Text block START
Editor’s Notebook: Courage Under Fire

September 2011, Vol. 238 No. 9

You can’t really define a hero. Nobody wakes up and realizes he or she is going to face a life-altering event later that day.

Tommy Swindle certainly had no inkling that Oct. 12, 2010 would be the most memorable day of his 17-year career as a gas meter technician for Alagasco. In just a few hours he would be staring a cocked rifle in the face and moments later using some of the skills he learned years ago as a Boy Scout to save a woman’s leg, probably her life.

Tommy, 48, was assigned to turn on a gas meter for Pauline Chaney, who lives in a somewhat rundown section of Selma, AL, which is Tommy’s hometown. They spoke briefly, then Pauline sat on the porch, waiting for Tommy to finish his job. That’s when a pickup stopped in front of Tommy’s truck. The driver stepped out, ignored Tommy’s greeting, and began a shouting match with Pauline in an apparent domestic dispute. He grabbed a high-powered rifle from the truck, aimed and shot at Pauline. He missed, she ran inside and locked the door. Tommy was calling 9-1-1.
Text block END
Data shown START
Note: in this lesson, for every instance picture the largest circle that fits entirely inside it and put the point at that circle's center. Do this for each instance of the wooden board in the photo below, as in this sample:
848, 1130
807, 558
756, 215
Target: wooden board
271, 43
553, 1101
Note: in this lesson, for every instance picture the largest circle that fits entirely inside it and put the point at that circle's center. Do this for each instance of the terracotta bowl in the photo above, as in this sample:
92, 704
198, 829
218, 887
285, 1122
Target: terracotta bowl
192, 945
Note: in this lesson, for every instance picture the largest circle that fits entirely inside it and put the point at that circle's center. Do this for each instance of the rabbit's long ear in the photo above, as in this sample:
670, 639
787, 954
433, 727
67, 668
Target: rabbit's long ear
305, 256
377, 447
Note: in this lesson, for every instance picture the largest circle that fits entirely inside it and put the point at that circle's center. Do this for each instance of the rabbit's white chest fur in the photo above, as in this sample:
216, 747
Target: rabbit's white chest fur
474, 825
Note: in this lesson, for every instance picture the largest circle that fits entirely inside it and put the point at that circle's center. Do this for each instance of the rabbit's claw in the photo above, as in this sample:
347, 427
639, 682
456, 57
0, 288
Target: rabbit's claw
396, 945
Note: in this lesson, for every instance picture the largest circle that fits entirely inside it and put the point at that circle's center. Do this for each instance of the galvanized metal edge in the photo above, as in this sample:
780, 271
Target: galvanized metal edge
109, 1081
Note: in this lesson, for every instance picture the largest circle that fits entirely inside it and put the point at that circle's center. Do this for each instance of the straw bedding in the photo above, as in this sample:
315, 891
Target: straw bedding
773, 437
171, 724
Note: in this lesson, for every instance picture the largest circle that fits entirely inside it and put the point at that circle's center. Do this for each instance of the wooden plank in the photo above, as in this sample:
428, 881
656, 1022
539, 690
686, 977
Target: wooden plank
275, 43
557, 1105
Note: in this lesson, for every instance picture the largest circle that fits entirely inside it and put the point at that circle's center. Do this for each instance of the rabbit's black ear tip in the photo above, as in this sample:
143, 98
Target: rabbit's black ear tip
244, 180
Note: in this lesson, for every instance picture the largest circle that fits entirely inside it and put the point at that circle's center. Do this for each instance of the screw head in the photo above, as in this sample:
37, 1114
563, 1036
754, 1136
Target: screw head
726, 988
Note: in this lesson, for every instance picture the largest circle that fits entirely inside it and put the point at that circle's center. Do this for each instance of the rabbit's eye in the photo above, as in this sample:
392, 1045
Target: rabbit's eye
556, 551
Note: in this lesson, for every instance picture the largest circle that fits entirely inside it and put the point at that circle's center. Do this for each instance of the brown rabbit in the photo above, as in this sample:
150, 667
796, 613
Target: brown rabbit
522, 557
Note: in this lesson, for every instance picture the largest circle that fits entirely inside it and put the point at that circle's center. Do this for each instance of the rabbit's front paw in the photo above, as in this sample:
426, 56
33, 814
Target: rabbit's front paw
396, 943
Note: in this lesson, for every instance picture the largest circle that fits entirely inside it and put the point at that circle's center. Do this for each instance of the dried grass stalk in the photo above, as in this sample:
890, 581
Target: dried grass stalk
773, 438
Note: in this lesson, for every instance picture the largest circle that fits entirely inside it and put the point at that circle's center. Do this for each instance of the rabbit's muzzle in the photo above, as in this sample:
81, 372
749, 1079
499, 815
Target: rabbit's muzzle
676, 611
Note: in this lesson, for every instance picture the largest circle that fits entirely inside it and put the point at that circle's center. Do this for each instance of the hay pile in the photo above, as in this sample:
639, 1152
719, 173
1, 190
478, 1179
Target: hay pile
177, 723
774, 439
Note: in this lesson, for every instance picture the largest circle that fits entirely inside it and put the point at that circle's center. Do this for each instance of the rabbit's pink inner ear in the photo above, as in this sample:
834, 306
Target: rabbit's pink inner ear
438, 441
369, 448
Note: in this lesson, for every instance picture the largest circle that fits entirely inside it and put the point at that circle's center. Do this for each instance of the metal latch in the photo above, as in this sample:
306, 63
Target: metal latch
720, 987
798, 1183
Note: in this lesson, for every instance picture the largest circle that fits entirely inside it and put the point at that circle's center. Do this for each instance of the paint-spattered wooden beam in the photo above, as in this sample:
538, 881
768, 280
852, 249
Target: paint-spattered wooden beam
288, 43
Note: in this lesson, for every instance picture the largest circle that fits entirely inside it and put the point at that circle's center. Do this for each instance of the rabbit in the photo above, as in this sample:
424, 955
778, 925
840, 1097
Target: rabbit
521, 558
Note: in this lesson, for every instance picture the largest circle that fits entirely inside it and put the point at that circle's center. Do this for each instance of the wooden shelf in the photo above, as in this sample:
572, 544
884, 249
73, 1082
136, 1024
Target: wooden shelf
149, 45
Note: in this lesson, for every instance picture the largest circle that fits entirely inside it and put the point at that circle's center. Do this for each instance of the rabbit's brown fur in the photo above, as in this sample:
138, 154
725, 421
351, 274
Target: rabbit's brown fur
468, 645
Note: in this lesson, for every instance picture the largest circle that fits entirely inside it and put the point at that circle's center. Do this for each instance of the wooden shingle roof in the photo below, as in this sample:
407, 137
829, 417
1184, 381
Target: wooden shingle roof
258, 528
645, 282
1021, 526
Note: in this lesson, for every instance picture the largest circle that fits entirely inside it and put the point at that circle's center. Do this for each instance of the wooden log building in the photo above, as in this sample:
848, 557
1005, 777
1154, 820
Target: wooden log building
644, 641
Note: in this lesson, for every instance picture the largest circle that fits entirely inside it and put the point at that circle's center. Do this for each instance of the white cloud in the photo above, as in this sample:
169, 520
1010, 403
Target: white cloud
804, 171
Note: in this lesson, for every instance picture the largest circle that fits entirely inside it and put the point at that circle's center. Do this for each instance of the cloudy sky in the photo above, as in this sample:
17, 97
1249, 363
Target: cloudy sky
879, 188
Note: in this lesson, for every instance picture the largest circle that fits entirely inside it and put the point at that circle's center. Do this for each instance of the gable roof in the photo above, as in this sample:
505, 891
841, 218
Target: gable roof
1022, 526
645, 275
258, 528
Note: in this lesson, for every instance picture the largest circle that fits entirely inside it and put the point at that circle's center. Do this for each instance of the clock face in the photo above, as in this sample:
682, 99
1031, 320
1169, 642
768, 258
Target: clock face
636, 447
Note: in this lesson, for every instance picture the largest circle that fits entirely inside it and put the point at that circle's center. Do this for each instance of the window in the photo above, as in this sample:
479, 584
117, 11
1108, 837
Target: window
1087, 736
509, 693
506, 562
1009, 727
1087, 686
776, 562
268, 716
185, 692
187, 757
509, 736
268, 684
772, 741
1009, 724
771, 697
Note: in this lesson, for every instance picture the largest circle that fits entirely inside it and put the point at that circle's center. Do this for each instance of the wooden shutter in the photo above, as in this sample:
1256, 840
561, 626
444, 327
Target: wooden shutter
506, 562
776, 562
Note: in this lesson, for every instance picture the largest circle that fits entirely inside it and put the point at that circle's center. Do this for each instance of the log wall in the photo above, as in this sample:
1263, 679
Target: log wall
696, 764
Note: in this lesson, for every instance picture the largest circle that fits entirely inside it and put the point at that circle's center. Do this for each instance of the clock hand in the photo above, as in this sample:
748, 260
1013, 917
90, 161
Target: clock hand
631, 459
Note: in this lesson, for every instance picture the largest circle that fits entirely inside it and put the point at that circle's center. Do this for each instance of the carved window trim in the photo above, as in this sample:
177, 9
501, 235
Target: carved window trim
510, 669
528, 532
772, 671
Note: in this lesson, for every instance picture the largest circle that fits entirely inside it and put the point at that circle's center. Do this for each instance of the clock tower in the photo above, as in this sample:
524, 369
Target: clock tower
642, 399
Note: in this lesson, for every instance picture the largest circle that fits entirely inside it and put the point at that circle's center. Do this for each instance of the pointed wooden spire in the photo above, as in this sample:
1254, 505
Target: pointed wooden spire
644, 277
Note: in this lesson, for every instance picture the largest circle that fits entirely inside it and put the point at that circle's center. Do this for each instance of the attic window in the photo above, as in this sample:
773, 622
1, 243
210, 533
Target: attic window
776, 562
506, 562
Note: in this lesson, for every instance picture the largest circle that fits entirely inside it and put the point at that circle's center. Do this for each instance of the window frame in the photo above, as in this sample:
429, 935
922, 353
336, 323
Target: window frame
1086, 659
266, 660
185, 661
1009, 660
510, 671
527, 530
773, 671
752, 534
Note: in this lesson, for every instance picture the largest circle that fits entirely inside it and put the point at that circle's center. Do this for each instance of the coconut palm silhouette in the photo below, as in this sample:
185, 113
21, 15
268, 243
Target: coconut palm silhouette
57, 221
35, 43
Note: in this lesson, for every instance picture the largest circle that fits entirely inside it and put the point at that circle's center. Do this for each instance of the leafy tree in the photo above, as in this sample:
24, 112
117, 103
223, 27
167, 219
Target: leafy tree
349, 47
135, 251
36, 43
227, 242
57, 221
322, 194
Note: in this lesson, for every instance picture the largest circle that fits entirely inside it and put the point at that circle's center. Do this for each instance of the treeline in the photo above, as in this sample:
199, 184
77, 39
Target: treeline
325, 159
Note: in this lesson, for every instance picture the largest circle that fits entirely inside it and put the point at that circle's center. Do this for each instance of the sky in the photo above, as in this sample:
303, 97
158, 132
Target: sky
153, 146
Data shown END
■ **Problems to solve**:
[a] In the editor's notebook about Tommy Swindle, how long had he been a gas meter technician for Alagasco by Oct. 12, 2010?
[b] Write the next part of the editor's notebook about Tommy Swindle, picking up after "Tommy was calling 9-1-1."

■ **Responses for each task**:
[a] 17 years

[b]
The gunman kicked in the front door and began chasing Pauline who frantically raced from the house to Tommy’s service truck just as he finished his second call to 9-1-1. As she hid behind Tommy’s 6-foot-5, 360-pound frame, the gunman came around the corner of the truck, pointed his rifle directly at Tommy who vainly tried to reason with him.

“He said he wasn’t going to hurt me but was going to kill her,” Tommy recalled. As the gunman reloaded his rifle, Pauline tried to run across the street and was shot in the leg. While Tommy called 9-1-1 a third time, now pleading for an ambulance, the gunman saw he was out of bullets and began stomping and kicking his bleeding victim. Then he drove off, yelling that he was going to get more bullets to inflict more harm.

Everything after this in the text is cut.